Excerpts from a dataset:
• • •

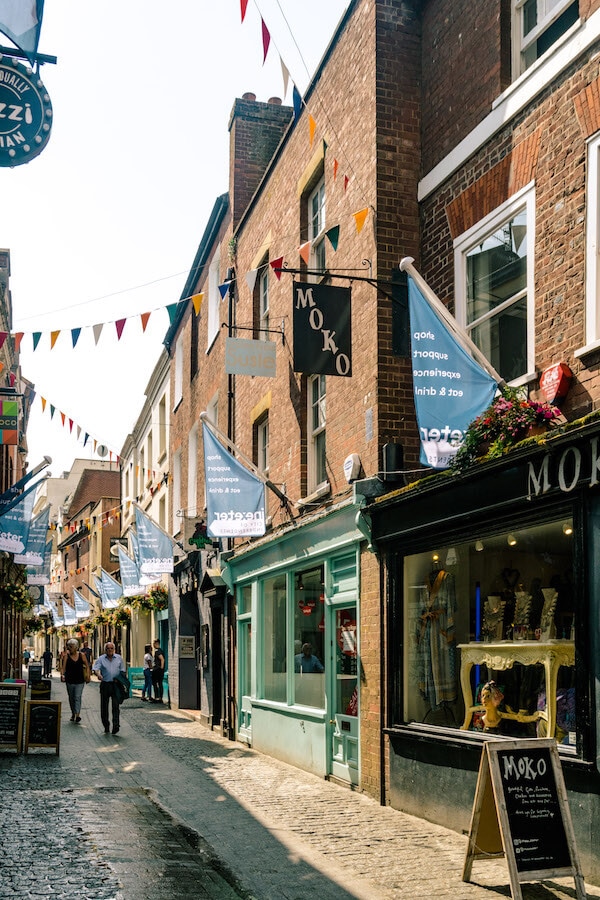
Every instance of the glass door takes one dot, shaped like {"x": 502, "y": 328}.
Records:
{"x": 345, "y": 696}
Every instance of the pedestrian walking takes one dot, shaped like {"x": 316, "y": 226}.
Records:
{"x": 158, "y": 671}
{"x": 47, "y": 657}
{"x": 148, "y": 666}
{"x": 75, "y": 672}
{"x": 107, "y": 667}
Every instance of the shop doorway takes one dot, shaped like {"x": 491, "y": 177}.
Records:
{"x": 344, "y": 720}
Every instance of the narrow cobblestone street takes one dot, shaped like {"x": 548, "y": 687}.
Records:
{"x": 169, "y": 809}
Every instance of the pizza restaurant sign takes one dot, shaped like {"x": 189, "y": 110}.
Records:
{"x": 25, "y": 113}
{"x": 577, "y": 465}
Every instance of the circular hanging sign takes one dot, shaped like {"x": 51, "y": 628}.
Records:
{"x": 25, "y": 113}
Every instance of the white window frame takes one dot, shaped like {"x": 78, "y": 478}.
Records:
{"x": 523, "y": 199}
{"x": 314, "y": 432}
{"x": 548, "y": 11}
{"x": 316, "y": 227}
{"x": 214, "y": 298}
{"x": 592, "y": 245}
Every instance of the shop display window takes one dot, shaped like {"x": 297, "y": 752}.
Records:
{"x": 489, "y": 634}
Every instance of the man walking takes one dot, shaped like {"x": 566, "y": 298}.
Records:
{"x": 158, "y": 671}
{"x": 107, "y": 667}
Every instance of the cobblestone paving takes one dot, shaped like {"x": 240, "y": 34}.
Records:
{"x": 168, "y": 809}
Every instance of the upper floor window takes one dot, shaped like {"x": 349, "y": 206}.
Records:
{"x": 537, "y": 25}
{"x": 495, "y": 286}
{"x": 316, "y": 226}
{"x": 214, "y": 297}
{"x": 317, "y": 469}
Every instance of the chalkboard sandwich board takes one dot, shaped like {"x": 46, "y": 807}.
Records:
{"x": 521, "y": 811}
{"x": 42, "y": 724}
{"x": 12, "y": 699}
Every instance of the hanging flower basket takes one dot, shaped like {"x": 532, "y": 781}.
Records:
{"x": 507, "y": 421}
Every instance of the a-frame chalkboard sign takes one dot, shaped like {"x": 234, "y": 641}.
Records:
{"x": 521, "y": 812}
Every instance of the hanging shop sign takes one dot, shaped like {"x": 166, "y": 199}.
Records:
{"x": 25, "y": 113}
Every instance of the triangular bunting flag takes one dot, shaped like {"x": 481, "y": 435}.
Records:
{"x": 275, "y": 265}
{"x": 297, "y": 101}
{"x": 304, "y": 251}
{"x": 286, "y": 77}
{"x": 266, "y": 39}
{"x": 251, "y": 279}
{"x": 360, "y": 218}
{"x": 334, "y": 235}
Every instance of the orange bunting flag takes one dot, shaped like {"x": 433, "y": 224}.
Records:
{"x": 360, "y": 218}
{"x": 304, "y": 251}
{"x": 266, "y": 39}
{"x": 275, "y": 265}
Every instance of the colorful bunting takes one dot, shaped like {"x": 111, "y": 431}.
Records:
{"x": 360, "y": 218}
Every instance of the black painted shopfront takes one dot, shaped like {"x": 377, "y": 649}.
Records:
{"x": 492, "y": 608}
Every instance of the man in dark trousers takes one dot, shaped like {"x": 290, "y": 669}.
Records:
{"x": 158, "y": 671}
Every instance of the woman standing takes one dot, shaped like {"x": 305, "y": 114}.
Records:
{"x": 75, "y": 672}
{"x": 148, "y": 663}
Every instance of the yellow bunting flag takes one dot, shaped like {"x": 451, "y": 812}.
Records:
{"x": 304, "y": 251}
{"x": 360, "y": 218}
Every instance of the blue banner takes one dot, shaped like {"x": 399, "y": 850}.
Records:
{"x": 15, "y": 523}
{"x": 450, "y": 388}
{"x": 154, "y": 546}
{"x": 36, "y": 541}
{"x": 235, "y": 498}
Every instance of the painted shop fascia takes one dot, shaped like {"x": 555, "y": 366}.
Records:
{"x": 505, "y": 531}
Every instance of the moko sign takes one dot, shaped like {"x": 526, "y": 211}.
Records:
{"x": 25, "y": 113}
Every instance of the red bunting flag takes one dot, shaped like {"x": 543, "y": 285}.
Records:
{"x": 266, "y": 39}
{"x": 275, "y": 265}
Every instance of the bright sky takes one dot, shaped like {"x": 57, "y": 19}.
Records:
{"x": 105, "y": 222}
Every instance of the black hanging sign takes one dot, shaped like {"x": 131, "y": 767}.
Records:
{"x": 42, "y": 728}
{"x": 521, "y": 812}
{"x": 12, "y": 698}
{"x": 25, "y": 113}
{"x": 322, "y": 329}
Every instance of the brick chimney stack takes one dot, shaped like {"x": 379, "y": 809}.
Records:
{"x": 255, "y": 130}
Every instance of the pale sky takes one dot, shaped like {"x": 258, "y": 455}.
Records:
{"x": 105, "y": 222}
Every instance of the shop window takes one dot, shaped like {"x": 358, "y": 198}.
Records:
{"x": 317, "y": 461}
{"x": 490, "y": 637}
{"x": 537, "y": 26}
{"x": 495, "y": 286}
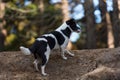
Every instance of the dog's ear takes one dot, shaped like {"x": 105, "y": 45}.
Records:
{"x": 70, "y": 21}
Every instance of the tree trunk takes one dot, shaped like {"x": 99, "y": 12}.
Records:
{"x": 2, "y": 30}
{"x": 90, "y": 28}
{"x": 65, "y": 10}
{"x": 103, "y": 9}
{"x": 115, "y": 23}
{"x": 110, "y": 32}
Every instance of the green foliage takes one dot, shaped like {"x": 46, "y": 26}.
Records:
{"x": 25, "y": 23}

• • •

#### [WORK INSTRUCTION]
Go through the records. Copy each line where "bunting" appears.

#### [RESPONSE FOR THIS EXERCISE]
Every instance of the triangular bunting flag takes one dot, shaped like {"x": 481, "y": 435}.
Every instance of the orange bunting flag takes one dot, shaped like {"x": 433, "y": 224}.
Every instance of the colorful bunting takes one dot, shaped like {"x": 111, "y": 431}.
Every instance of the yellow bunting flag takes one dot, shaped like {"x": 451, "y": 812}.
Every instance of the red bunting flag takes one dot, shaped like {"x": 543, "y": 285}.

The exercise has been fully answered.